## ABOUT THIS TASK
All of the data needs to come back exactly as written.

## Dataset entries
┏━━
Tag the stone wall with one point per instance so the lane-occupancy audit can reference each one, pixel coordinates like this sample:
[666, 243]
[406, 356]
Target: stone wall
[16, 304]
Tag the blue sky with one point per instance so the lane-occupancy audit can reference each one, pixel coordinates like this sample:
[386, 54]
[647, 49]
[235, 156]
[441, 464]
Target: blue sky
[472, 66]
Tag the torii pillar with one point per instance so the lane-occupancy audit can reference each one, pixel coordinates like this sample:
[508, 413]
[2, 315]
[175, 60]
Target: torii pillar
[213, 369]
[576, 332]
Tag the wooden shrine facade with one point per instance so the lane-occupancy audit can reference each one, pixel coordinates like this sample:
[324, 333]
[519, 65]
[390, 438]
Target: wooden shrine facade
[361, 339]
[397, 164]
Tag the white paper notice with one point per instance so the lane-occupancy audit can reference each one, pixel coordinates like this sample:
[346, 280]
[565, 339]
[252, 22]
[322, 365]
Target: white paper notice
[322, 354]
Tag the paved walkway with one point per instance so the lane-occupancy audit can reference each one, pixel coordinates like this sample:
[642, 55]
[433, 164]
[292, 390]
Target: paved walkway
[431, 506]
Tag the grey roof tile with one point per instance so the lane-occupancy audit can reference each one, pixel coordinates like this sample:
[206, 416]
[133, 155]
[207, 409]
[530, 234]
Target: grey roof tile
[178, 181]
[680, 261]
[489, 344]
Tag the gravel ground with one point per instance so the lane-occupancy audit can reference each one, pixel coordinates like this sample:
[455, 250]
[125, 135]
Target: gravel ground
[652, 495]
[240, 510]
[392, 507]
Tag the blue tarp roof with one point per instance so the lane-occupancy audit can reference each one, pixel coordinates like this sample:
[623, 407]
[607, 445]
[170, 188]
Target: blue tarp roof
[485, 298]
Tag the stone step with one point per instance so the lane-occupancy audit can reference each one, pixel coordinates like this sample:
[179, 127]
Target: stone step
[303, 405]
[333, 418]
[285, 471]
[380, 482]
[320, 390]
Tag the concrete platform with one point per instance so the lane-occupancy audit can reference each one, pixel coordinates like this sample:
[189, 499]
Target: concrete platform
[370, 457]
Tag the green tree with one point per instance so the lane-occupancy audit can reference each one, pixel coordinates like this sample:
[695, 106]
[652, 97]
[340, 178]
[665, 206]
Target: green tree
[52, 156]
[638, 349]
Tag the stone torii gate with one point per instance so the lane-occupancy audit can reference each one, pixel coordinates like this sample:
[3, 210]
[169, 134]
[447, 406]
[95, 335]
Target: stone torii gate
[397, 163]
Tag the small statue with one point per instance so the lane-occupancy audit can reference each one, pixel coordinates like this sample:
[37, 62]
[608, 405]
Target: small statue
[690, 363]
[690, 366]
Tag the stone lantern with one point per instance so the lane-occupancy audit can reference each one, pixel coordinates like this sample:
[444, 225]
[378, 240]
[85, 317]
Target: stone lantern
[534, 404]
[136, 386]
┗━━
## ANSWER BOX
Tag the stone wall with one point per instance so the lane-occupancy audit can reference each one, pixel coordinates like this sample:
[666, 243]
[406, 356]
Target: stone wall
[16, 304]
Tag the blue sky with one point per instance so the lane-occupancy audit can reference each one, pixel coordinates like this sample:
[386, 54]
[647, 49]
[235, 156]
[441, 464]
Target: blue sky
[472, 66]
Tag the torii pillar with one point per instance so the lane-occupancy audit can reference each one, pixel coordinates like this sample:
[508, 413]
[2, 315]
[175, 60]
Target: torii pillar
[213, 369]
[576, 332]
Tag the wooden shrine facade with one point per instance so the lane-occupancy audit can reference each one, pixel coordinates like this sample:
[324, 333]
[519, 65]
[390, 438]
Target: wooden shrine facade
[361, 339]
[397, 164]
Tag the white paper notice with one point per instance so the lane-occupancy audit can reference each one, pixel coordinates like this sample:
[346, 280]
[565, 339]
[252, 22]
[322, 365]
Target: white paper notice
[322, 354]
Tag the paved walkway with one point per instance so the lane-occupancy audit can reference each one, pixel coordinates like this sample:
[642, 55]
[433, 164]
[292, 390]
Target: paved walkway
[431, 506]
Tag the grey roof tile with one point per instance so the lane-occupancy audit can reference each one, pixel coordinates like this sample:
[206, 416]
[133, 155]
[207, 409]
[530, 234]
Target: grey roof tile
[178, 181]
[680, 261]
[489, 344]
Tag the gravel ground with one point per instance so the lane-occupancy audit can reference each one, pixel coordinates like this sample:
[455, 250]
[125, 135]
Target: gravel ground
[652, 495]
[240, 510]
[392, 507]
Tag the blue tarp roof with one point per instance so the lane-occupancy audit can reference each one, pixel coordinates like this sample:
[623, 407]
[607, 445]
[170, 188]
Target: blue tarp roof
[485, 298]
Tag the stone step with one point per instance so the lane-occupancy audit can reference each one, pixel coordinates like this sample:
[179, 127]
Target: stone step
[303, 405]
[333, 418]
[285, 471]
[380, 482]
[320, 390]
Tag the concrete platform with one point per instance so the lane-occupancy audit can reference each one, pixel coordinates like this sample:
[189, 499]
Target: concrete platform
[370, 457]
Tag the green tree with one point per instance so the lane-occupancy audit can reference each one, pixel coordinates like this sample:
[695, 106]
[652, 97]
[340, 178]
[665, 206]
Target: green tree
[52, 156]
[638, 349]
Tag the stone torii gate with one point per instance so the lane-occupancy audit can reference each one, pixel coordinates like this sample:
[3, 210]
[169, 134]
[447, 406]
[95, 335]
Target: stone torii gate
[397, 163]
Tag the small statue with one point per instance so the lane-occupancy audit can reference each one, pixel coordinates like this sample:
[37, 62]
[608, 405]
Target: small statue
[690, 363]
[690, 366]
Tag the stone lantern with one point per instance so the lane-occupancy audit can reference each one, pixel coordinates like this sample:
[444, 225]
[378, 240]
[85, 317]
Target: stone lantern
[534, 404]
[136, 386]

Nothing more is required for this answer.